* _Supplied passage_
+===+

# Divisor Paths

You are given a positive integer $D$. Let’s build the following graph from it:

• each vertex is a divisor of $D$ (not necessarily prime, $1$ and $D$ itself are also included);
• two vertices $x$ and $y$ ($x > y$) have an undirected edge between them if $x$ is divisible by $y$ and $\frac x y$ is a prime;
• the weight of an edge is the number of divisors of $x$ that are not divisors of $y$.

For example, here is the graph for $D=12$:

Edge $(4,12)$ has weight $3$ because $12$ has divisors $[1,2,3,4,6,12]$ and $4$ has divisors $[1,2,4]$. Thus, there are $3$ divisors of $12$ that are not divisors of $4$ — $[3,6,12]$.

There is no edge between $3$ and $2$ because $3$ is not divisible by $2$. There is no edge between $12$ and $3$ because $\frac{12}{3}=4$ is not a prime.

Let the length of the path between some vertices $v$ and $u$ in the graph be the total weight of edges on it. For example, path $[(1, 2), (2, 6), (6, 12), (12, 4), (4, 2), (2, 6)]$ has length $1+2+2+3+1+2=11$. The empty path has length $0$.

So the shortest path between two vertices $v$ and $u$ is the path that has the minimal possible length.

Two paths $a$ and $b$ are different if there is either a different number of edges in them or there is a position $i$ such that $a_i$ and $b_i$ are different edges.

You are given $q$ queries of the following form:

• $v$ $u$ — calculate the number of the shortest paths between vertices $v$ and $u$.

The answer for each query might be large so print it modulo $998244353$.

Input

The first line contains a single integer $D$ ($1 \le D \le 10^{15}$) — the number the graph is built from.

The second line contains a single integer $q$ ($1 \le q \le 3 \cdot 10^5$) — the number of queries.

+===+

* _Tasks to carry out_
• 1. In the Divisor Paths statement, what modulus is each query's answer printed under?
• 2. Please write out the Divisor Paths statement from "Let the length" to "minimal possible length.".
• 3. Continue the Divisor Paths statement after its last sentence.

Shape annotation entries:
+===+

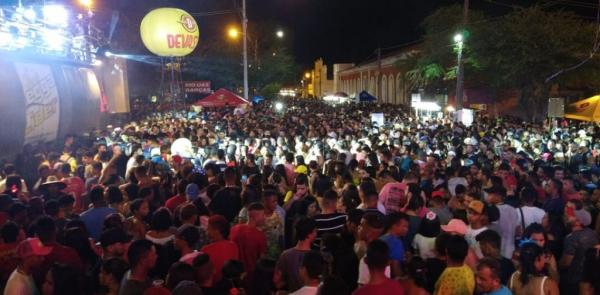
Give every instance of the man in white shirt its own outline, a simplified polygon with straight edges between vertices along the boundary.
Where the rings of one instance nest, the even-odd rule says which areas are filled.
[[[325,260],[319,252],[310,251],[304,254],[300,266],[300,278],[304,286],[290,295],[316,295],[321,285],[321,275],[325,270]]]
[[[52,247],[44,246],[38,238],[29,238],[21,242],[17,247],[17,255],[21,261],[6,282],[4,295],[39,294],[31,273],[44,262],[44,257],[51,251]]]
[[[506,198],[505,188],[492,186],[486,192],[486,201],[490,205],[496,206],[500,211],[500,218],[498,219],[499,234],[502,237],[500,254],[511,259],[513,252],[515,252],[515,236],[521,228],[519,214],[514,207],[504,204],[504,198]]]
[[[546,211],[533,205],[535,200],[537,200],[537,192],[535,189],[532,187],[524,187],[521,190],[520,195],[523,206],[517,209],[517,215],[522,230],[525,230],[532,223],[542,224],[542,219],[544,219]]]
[[[465,240],[469,243],[469,247],[475,251],[477,257],[481,258],[483,257],[483,254],[481,254],[481,250],[479,249],[475,238],[478,234],[488,229],[489,219],[487,216],[486,205],[479,200],[471,201],[467,208],[467,219],[469,221],[469,227],[467,227]]]
[[[367,212],[363,215],[360,225],[358,226],[358,236],[368,245],[374,240],[379,239],[384,229],[385,223],[383,215],[375,212]],[[388,265],[385,268],[385,275],[389,278],[391,277],[391,273],[391,268]],[[369,283],[370,279],[371,274],[369,273],[369,267],[365,263],[365,257],[362,257],[358,264],[358,284],[366,285]]]

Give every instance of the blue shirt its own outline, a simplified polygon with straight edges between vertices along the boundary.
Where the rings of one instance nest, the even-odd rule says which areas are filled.
[[[106,216],[113,213],[117,213],[117,211],[109,207],[92,208],[81,213],[81,220],[85,224],[85,228],[91,238],[96,241],[100,239],[104,219],[106,219]]]
[[[402,244],[402,240],[391,234],[385,234],[379,239],[388,244],[390,259],[404,262],[404,245]]]
[[[506,286],[502,286],[502,288],[494,292],[486,293],[484,295],[512,295],[512,292],[508,288],[506,288]]]

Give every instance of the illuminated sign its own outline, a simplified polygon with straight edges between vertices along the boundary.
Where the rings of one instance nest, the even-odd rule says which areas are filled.
[[[196,48],[198,24],[178,8],[158,8],[142,20],[140,34],[144,45],[158,56],[185,56]]]
[[[185,93],[210,93],[210,81],[186,81],[183,82]]]

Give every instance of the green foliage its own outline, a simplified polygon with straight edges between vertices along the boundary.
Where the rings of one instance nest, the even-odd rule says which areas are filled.
[[[406,78],[413,88],[453,86],[456,52],[452,37],[462,29],[461,20],[462,8],[456,5],[441,8],[425,19],[421,52],[397,64],[407,69]],[[572,13],[532,6],[491,18],[471,10],[464,29],[470,35],[463,48],[465,80],[492,90],[521,90],[521,101],[528,109],[547,99],[553,84],[577,81],[580,86],[600,88],[597,57],[547,81],[554,73],[580,63],[592,50],[596,27]]]
[[[267,99],[274,99],[279,94],[281,87],[280,83],[269,83],[260,90],[260,95]]]

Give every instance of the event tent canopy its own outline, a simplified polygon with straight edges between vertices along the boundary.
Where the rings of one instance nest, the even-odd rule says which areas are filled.
[[[225,88],[221,88],[215,91],[215,93],[194,103],[194,105],[211,108],[222,108],[226,106],[237,107],[243,104],[250,105],[250,102]]]
[[[565,118],[600,122],[600,95],[568,105],[565,110]]]

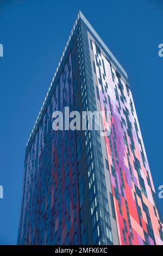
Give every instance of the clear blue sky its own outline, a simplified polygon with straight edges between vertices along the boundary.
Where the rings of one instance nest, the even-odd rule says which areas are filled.
[[[157,193],[163,185],[162,1],[0,0],[0,244],[16,243],[26,142],[79,9],[128,74]]]

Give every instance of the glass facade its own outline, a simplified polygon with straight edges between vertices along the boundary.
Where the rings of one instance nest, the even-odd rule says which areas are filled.
[[[110,111],[110,135],[54,131],[55,111]],[[17,243],[162,245],[127,75],[79,12],[27,145]]]

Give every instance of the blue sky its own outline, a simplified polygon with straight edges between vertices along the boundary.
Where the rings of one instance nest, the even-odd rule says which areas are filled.
[[[128,74],[156,193],[163,185],[161,0],[0,0],[1,245],[16,243],[26,144],[79,9]]]

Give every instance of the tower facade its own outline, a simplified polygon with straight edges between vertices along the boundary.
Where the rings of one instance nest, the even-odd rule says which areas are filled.
[[[65,107],[104,112],[103,136],[54,130]],[[80,11],[27,144],[17,243],[163,244],[127,74]]]

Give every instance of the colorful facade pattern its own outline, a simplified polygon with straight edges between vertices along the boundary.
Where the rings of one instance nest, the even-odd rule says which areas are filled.
[[[126,71],[80,11],[64,53],[26,148],[17,243],[163,245]],[[111,134],[54,131],[65,106],[110,111]]]
[[[70,54],[25,160],[18,244],[80,243],[75,133],[52,129],[73,94]]]
[[[111,132],[105,139],[120,244],[163,245],[162,224],[131,92],[93,42],[92,48],[101,109],[111,114]]]

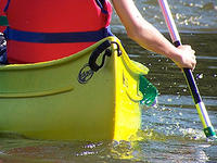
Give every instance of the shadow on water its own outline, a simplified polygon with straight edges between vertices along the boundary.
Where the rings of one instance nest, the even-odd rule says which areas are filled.
[[[217,2],[168,2],[182,32],[182,42],[190,43],[196,51],[194,76],[217,129]],[[166,32],[156,1],[138,0],[136,4],[149,22]],[[115,14],[112,29],[123,41],[129,57],[150,68],[146,78],[161,92],[157,106],[142,110],[142,128],[138,133],[140,140],[44,141],[1,134],[0,163],[217,162],[217,142],[206,140],[181,71],[170,60],[129,40]],[[169,38],[168,34],[164,35]]]
[[[180,70],[168,59],[141,49],[126,35],[116,35],[130,58],[150,68],[146,77],[161,92],[158,105],[142,110],[140,140],[43,141],[0,135],[0,163],[217,162],[217,142],[206,140]],[[197,51],[196,83],[212,123],[217,127],[217,36],[181,35],[183,42]]]

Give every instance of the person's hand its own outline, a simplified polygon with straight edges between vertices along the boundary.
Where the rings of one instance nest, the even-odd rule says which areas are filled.
[[[191,46],[179,46],[177,48],[178,55],[176,55],[173,61],[180,67],[180,68],[190,68],[194,70],[196,65],[196,57],[195,51],[191,48]]]

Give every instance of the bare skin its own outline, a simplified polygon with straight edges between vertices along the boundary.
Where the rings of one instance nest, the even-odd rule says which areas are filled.
[[[173,60],[180,68],[194,70],[195,51],[191,46],[171,45],[153,25],[146,22],[132,0],[112,0],[116,13],[127,30],[129,38],[141,47]]]

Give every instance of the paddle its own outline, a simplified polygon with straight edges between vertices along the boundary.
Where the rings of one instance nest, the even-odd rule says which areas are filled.
[[[158,0],[158,3],[159,3],[159,7],[162,8],[162,12],[163,12],[165,22],[167,24],[171,40],[176,47],[179,47],[181,45],[181,39],[177,30],[177,27],[175,25],[174,18],[171,16],[168,2],[167,0]],[[194,100],[206,137],[214,138],[214,139],[217,138],[214,127],[212,126],[210,120],[208,117],[205,104],[203,103],[199,89],[196,87],[192,71],[189,68],[183,68],[182,72],[184,74],[186,80],[188,83],[189,89]]]

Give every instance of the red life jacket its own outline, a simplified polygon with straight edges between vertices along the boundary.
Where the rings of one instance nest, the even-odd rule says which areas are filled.
[[[107,0],[9,0],[9,63],[35,63],[76,53],[111,36]]]
[[[4,7],[7,5],[7,1],[8,0],[1,0],[0,1],[0,16],[5,15],[5,13],[3,12]],[[0,26],[0,33],[3,33],[3,30],[5,29],[5,26]]]

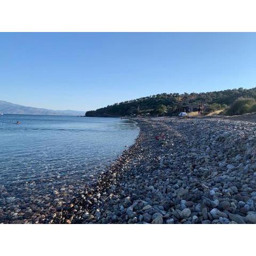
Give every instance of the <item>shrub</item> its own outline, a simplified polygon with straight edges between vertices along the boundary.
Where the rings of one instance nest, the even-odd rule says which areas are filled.
[[[227,108],[224,115],[234,116],[251,113],[252,109],[255,109],[256,101],[252,98],[239,98],[234,101],[229,107]]]

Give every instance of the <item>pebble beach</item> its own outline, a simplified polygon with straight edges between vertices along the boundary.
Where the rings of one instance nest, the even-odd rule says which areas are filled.
[[[136,119],[135,142],[49,223],[256,223],[256,126]]]

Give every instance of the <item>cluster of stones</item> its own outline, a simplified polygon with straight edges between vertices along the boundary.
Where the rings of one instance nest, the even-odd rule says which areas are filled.
[[[254,124],[137,122],[135,143],[47,223],[256,223]]]

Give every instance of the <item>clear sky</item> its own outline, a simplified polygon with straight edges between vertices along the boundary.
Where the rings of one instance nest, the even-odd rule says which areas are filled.
[[[256,86],[256,33],[0,33],[0,100],[88,110]]]

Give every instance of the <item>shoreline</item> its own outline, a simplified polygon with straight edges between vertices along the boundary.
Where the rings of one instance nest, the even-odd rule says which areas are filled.
[[[134,143],[48,223],[256,223],[254,124],[135,121]]]

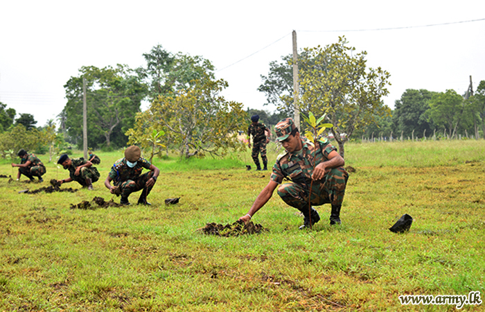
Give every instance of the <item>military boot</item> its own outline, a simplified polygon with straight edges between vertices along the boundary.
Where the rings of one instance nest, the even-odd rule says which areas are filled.
[[[140,195],[140,198],[138,199],[138,205],[150,205],[150,202],[146,201],[146,197],[150,194],[150,191],[147,188],[145,188],[141,190],[141,194]]]
[[[313,207],[312,207],[311,209],[311,213],[310,215],[308,214],[308,209],[303,209],[303,211],[302,211],[301,212],[303,213],[303,216],[305,218],[303,218],[303,225],[299,227],[300,229],[303,229],[307,227],[311,227],[312,226],[313,226],[314,224],[317,223],[318,221],[320,220],[320,215],[318,214],[318,211],[317,211],[317,210],[315,210]],[[311,225],[310,223],[310,219]]]
[[[89,191],[92,191],[94,189],[93,189],[93,182],[91,180],[90,177],[86,178],[86,186],[87,187],[87,189],[89,189]]]
[[[340,209],[342,205],[332,205],[332,211],[330,213],[330,225],[342,224],[340,221]]]

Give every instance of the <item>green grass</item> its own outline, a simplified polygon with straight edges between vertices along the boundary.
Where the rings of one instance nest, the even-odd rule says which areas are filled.
[[[279,152],[268,150],[273,163]],[[67,177],[54,164],[40,184],[0,178],[0,311],[452,311],[401,306],[398,296],[483,297],[484,152],[483,140],[348,144],[346,165],[356,171],[342,226],[328,225],[325,205],[322,221],[299,231],[301,216],[275,193],[253,218],[270,232],[227,238],[197,229],[235,221],[267,183],[270,172],[245,170],[249,150],[156,159],[148,207],[69,208],[119,200],[103,182],[120,152],[100,153],[93,191],[17,193]],[[0,174],[12,174],[10,162],[0,162]],[[166,206],[172,197],[180,202]],[[409,232],[389,232],[405,213],[414,218]]]

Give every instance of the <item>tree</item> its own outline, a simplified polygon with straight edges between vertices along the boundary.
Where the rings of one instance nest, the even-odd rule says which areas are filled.
[[[40,146],[42,140],[42,135],[37,129],[27,130],[24,125],[19,123],[0,134],[0,152],[5,158],[9,150],[15,155],[21,148],[33,151]]]
[[[425,133],[432,132],[434,128],[427,111],[430,108],[428,101],[434,93],[423,89],[408,89],[400,99],[396,101],[393,114],[395,134],[411,137],[414,131],[414,137],[421,137]]]
[[[149,53],[143,53],[145,67],[136,69],[139,76],[148,86],[148,100],[152,102],[159,96],[173,94],[184,89],[204,75],[214,78],[213,65],[201,56],[178,53],[173,54],[161,45],[154,46]]]
[[[299,66],[301,66],[301,60],[306,59],[307,63],[311,62],[308,60],[306,51],[300,51],[298,55]],[[268,75],[261,76],[263,83],[258,87],[258,91],[266,94],[267,103],[265,105],[272,104],[278,107],[284,117],[293,116],[294,106],[293,105],[293,55],[289,54],[281,57],[281,61],[270,62]],[[300,86],[300,96],[305,92]],[[307,112],[303,112],[303,114]],[[276,121],[277,123],[277,121]]]
[[[135,114],[146,96],[146,86],[124,65],[116,68],[82,67],[81,74],[64,85],[67,104],[65,124],[74,143],[82,137],[82,78],[87,81],[88,144],[110,147],[126,144],[124,132],[132,127]]]
[[[429,103],[430,119],[437,126],[443,127],[448,136],[453,137],[465,110],[463,97],[450,89],[433,94]]]
[[[28,130],[35,129],[37,123],[33,115],[30,114],[21,114],[20,116],[15,119],[15,125],[22,125]]]
[[[225,81],[206,75],[172,96],[159,96],[141,114],[143,124],[137,123],[147,130],[133,132],[143,137],[143,133],[152,129],[148,126],[159,125],[186,158],[201,152],[220,155],[229,148],[242,148],[237,130],[245,124],[246,114],[241,103],[227,102],[219,95],[227,87]]]
[[[13,125],[13,121],[17,114],[13,108],[6,110],[6,104],[0,102],[0,133]]]
[[[357,129],[390,114],[382,103],[389,91],[389,73],[380,67],[367,69],[367,52],[354,54],[344,37],[321,48],[306,49],[300,68],[301,107],[317,116],[327,114],[331,132],[344,157],[344,144]]]
[[[470,99],[471,110],[475,115],[477,115],[478,119],[482,124],[482,131],[484,138],[485,138],[485,80],[480,81],[478,85],[477,91],[475,92]],[[476,120],[474,118],[474,121]],[[478,135],[478,131],[475,130],[476,135]],[[478,135],[477,135],[478,139]]]

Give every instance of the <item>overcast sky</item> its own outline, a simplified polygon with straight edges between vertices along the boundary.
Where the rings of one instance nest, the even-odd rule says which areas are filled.
[[[345,35],[367,51],[369,67],[391,73],[391,108],[407,89],[462,94],[470,76],[474,88],[485,80],[483,0],[0,0],[0,101],[37,125],[56,119],[82,66],[136,68],[159,44],[211,60],[227,100],[273,110],[257,88],[292,53],[293,30],[299,49]]]

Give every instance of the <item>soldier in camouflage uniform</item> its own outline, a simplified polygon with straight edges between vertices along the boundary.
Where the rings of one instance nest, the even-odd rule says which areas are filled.
[[[46,173],[46,167],[39,158],[34,154],[28,153],[24,148],[17,153],[20,159],[20,164],[12,164],[12,167],[19,167],[17,180],[20,180],[20,175],[24,175],[34,181],[34,177],[39,177],[39,182],[43,182],[42,175]]]
[[[331,204],[330,224],[340,224],[340,209],[349,179],[349,173],[342,167],[344,159],[326,139],[320,139],[314,145],[306,138],[300,137],[291,118],[279,122],[275,130],[278,141],[286,153],[278,157],[270,182],[258,196],[247,214],[239,220],[248,222],[267,202],[278,184],[287,178],[292,183],[281,184],[278,188],[278,195],[303,214],[303,225],[300,229],[311,227],[320,220],[317,210],[310,209],[308,205],[312,180],[311,205]]]
[[[261,170],[261,165],[259,164],[258,155],[261,154],[261,160],[263,160],[263,170],[267,170],[267,157],[266,157],[266,144],[269,143],[270,139],[267,138],[267,135],[271,136],[271,131],[266,125],[258,122],[259,116],[254,115],[251,117],[252,121],[247,128],[247,146],[251,148],[251,135],[253,136],[253,149],[251,152],[251,157],[254,161],[256,166],[256,170]]]
[[[101,163],[101,159],[99,159],[99,157],[98,155],[94,155],[92,150],[89,150],[88,152],[89,157],[88,158],[89,159],[89,162],[91,162],[91,164],[100,164]]]
[[[64,169],[69,171],[69,177],[58,180],[61,184],[76,181],[82,187],[87,187],[87,189],[92,191],[93,183],[99,179],[100,175],[96,167],[83,157],[71,159],[67,154],[63,154],[59,157],[58,164],[62,165]]]
[[[121,191],[120,203],[130,205],[128,196],[133,192],[143,189],[138,200],[139,205],[150,205],[146,198],[157,182],[160,173],[158,168],[143,158],[138,146],[132,146],[125,150],[125,157],[117,160],[105,180],[105,186],[112,193]],[[150,170],[141,175],[143,168]],[[114,187],[111,182],[114,181]]]

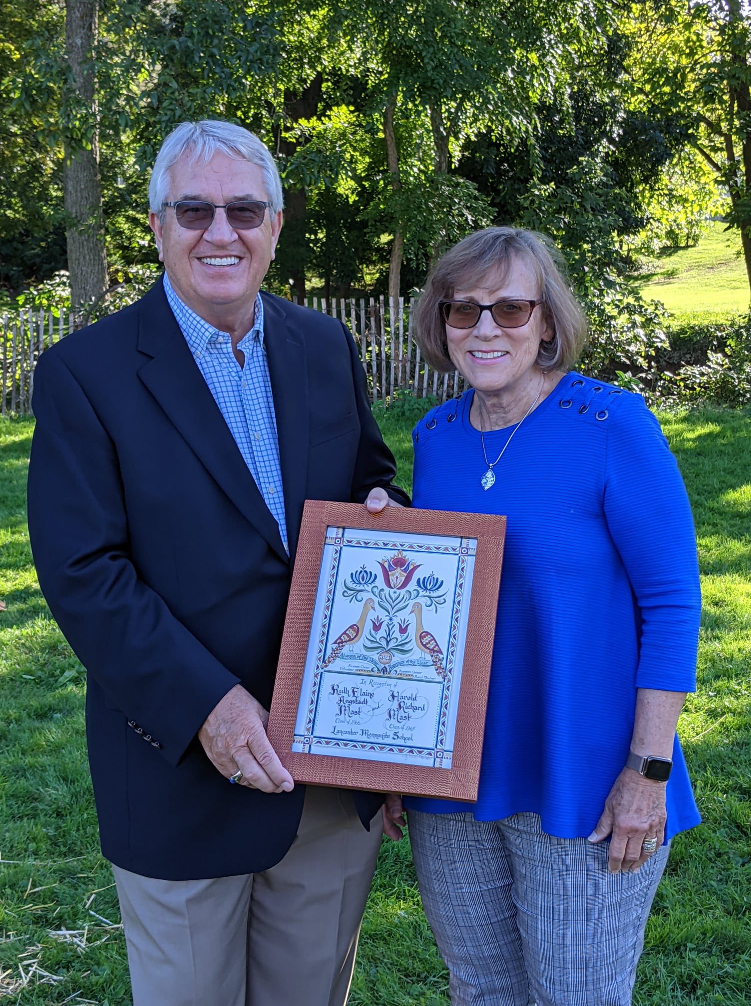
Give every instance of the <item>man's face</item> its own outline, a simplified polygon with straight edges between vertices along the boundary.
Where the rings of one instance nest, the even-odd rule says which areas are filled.
[[[268,200],[261,168],[227,154],[214,154],[207,164],[190,164],[183,156],[170,170],[167,200],[204,199],[223,205],[237,199]],[[205,230],[181,227],[175,210],[167,207],[163,221],[149,213],[159,259],[175,293],[199,317],[217,328],[248,314],[274,258],[282,214],[267,208],[260,227],[235,230],[223,209],[214,212]]]

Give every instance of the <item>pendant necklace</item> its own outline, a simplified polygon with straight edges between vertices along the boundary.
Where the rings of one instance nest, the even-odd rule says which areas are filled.
[[[543,387],[544,387],[544,385],[545,385],[545,374],[543,374],[543,383],[540,385],[540,390],[538,391],[537,398],[535,399],[535,401],[533,401],[533,403],[530,405],[530,407],[527,409],[527,411],[524,412],[524,414],[521,416],[521,418],[516,424],[515,428],[511,431],[510,437],[508,438],[508,440],[503,445],[503,449],[501,450],[500,454],[495,459],[495,461],[488,461],[487,460],[487,452],[485,451],[485,438],[483,436],[482,430],[480,429],[480,443],[482,444],[482,455],[483,455],[483,457],[485,459],[485,464],[487,465],[487,471],[485,472],[485,474],[480,479],[480,485],[482,486],[483,489],[488,490],[491,486],[493,486],[495,484],[495,476],[493,475],[493,469],[495,468],[495,466],[498,464],[498,462],[500,461],[500,459],[505,454],[505,449],[508,447],[508,445],[513,440],[513,435],[516,433],[516,431],[521,426],[521,424],[524,422],[524,420],[530,414],[530,412],[533,410],[533,408],[540,401],[540,395],[543,393]],[[480,418],[482,417],[481,416],[481,412],[482,412],[482,409],[480,408]]]

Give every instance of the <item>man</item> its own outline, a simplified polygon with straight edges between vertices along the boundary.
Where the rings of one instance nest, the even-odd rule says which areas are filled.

+===+

* _Responses by task_
• 1. 998244353

• 2.
Let the length of the path between some vertices $v$ and $u$ in the graph be the total weight of edges on it. For example, path $[(1, 2), (2, 6), (6, 12), (12, 4), (4, 2), (2, 6)]$ has length $1+2+2+3+1+2=11$. The empty path has length $0$.

So the shortest path between two vertices $v$ and $u$ is the path that has the minimal possible length.

• 3.
Each of the next $q$ lines contains two integers $v$ and $u$ ($1 \le v, u \le D$). It is guaranteed that $D$ is divisible by both $v$ and $u$ (both $v$ and $u$ are divisors of $D$).

Output

Print $q$ integers — for each query output the number of the shortest paths between the two given vertices modulo $998244353$.

Examples

input

12
3
4 4
12 1
3 4


output

1
3
1


input

1
1
1 1


output

1


input

288807105787200
4
46 482955026400
12556830686400 897
414 12556830686400
4443186242880 325


output

547558588
277147129
457421435
702277623


Note

In the first example:

• The first query is only the empty path — length $0$;
• The second query are paths $[(12, 4), (4, 2), (2, 1)]$ (length $3+1+1=5$), $[(12, 6), (6, 2), (2, 1)]$ (length $2+2+1=5$) and $[(12, 6), (6, 3), (3, 1)]$ (length $2+2+1=5$).
• The third query is only the path $[(3, 1), (1, 2), (2, 4)]$ (length $1+1+1=3$).

Solution:

#include <bits/stdc++.h>
using namespace std;
#define rep(i,a,n) for (int i=a;i<n;i++)
#define per(i,a,n) for (int i=n-1;i>=a;i--)
#define pb push_back
#define mp make_pair
#define all(x) (x).begin(),(x).end()
#define fi first
#define se second
#define SZ(x) ((int)(x).size())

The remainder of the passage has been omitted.